(AUFGABE 1): Wer meldete laut dem Textauszug zur Grenzfrage im September 2015 am 12. September nach Berlin Einsatzbereitschaft?
(AUFGABE 2): Knüpfe an den Text über die geplante Grenzschließung im September 2015 an und schreibe ihn nach seinem letzten Satz weiter.

(TEXTAUSZUG):
↓↓↓
Es mußten also anderthalb Jahre vergehen, bevor rekonstruiert und veröffentlicht werden konnte, was in den wenigen für die Zukunft Deutschlands entscheidenden Stunden geschehen war
– als die Waage sich bereits zugunsten einer Entscheidung für die Schließung der Grenzen neigte, zitternd in einen schrägen Stillstand geriet, für ein paar Stunden stehenblieb und schließlich zurückwippte in jene hypermoralische Verantwortungslosigkeit, in der wir seither zu leben haben.
Am 12. September 2015 meldete der Präsident der Bundespolizei, Dieter Romann, nach Berlin Einsatzbereitschaft. Ohne eine politische Entscheidung abzuwarten, hatte Romann Personal und Material in Südbayern zusammengezogen, um die deutsch-österreichische Grenze lückenlos schließen, Paßkontrollen durchführen und alle nicht einreiseberechtigten Personen abweisen zu können. Logistisch und organisatorisch würde eine solche Maßnahme ohne weiteres möglich sein, hatte man doch einige Wochen zuvor für die Sicherheit der sieben Staatsoberhäupter der G7-Gruppe Grenzkontrollen durchgeführt und wie nebenbei hunderte Zollvergehen, illegale Einwanderungsversuche und kriminellen Grenzverkehr abgefischt.
↑↑↑
(BEREITGESTELLTE EINTRÄGE):
↓↓↓
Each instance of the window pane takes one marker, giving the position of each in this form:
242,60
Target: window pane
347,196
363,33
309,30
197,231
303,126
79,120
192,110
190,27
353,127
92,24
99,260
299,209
↑↑↑
(ERGEBNIS 1): Der Präsident der Bundespolizei, Dieter Romann.

(ERGEBNIS 2):
Thomas de Maizière konnte sich im Lagezentrum in Berlin an diesem 12. September in den Abendstunden nicht dazu entschließen, den bereits ausgefertigten Einsatzbefehl samt der darin enthaltenen fünf entscheidenden Wörter zu unterschreiben: Wer nicht einreiseberechtigt sei, solle »auch im Falle eines Asylgesuchs« zurückgewiesen werden, denn: Er komme über den Landweg, mithin über sichere Drittstaaten und Staaten der EU, in denen der Erstantrag auf Asyl zunächst zu stellen sei.
Allein: Es kam nicht zur Grenzschließung gegen den Ansturm Hunderttausender, es fehlte der politische Wille, oder vielleicht sollte man besser sagen: Es fehlten die politische Demut und die Verantwortung für das Ganze. Thomas de Maizière unterschrieb den Einsatzbefehl nicht, weil er, seine Kanzlerin und andere führende Politiker die schlimmen Bilder, die schlechte Publicity fürchteten. Es ging an diesem Abend nicht um Humanität oder Fachkräftemangel, auch nicht um den geradezu religiösen Wunsch, das deutsche Volk endgültig aus der Geschichte zu drängen: Es ging schlicht um die parteipolitische Angst vor schlechten Bildern und um die Frage, ob der politische Gegner einen Vorteil aus einer häßlichen Entscheidung würde ziehen können. Dieser typisch parteipolitischen Kleinmütigkeit wurden am 12. September 2015 Recht und Ordnung geopfert, und mit den Konsequenzen dieser völlig verantwortungslosen Mißachtung des Ganzen haben wir seither zu leben und zurechtzukommen.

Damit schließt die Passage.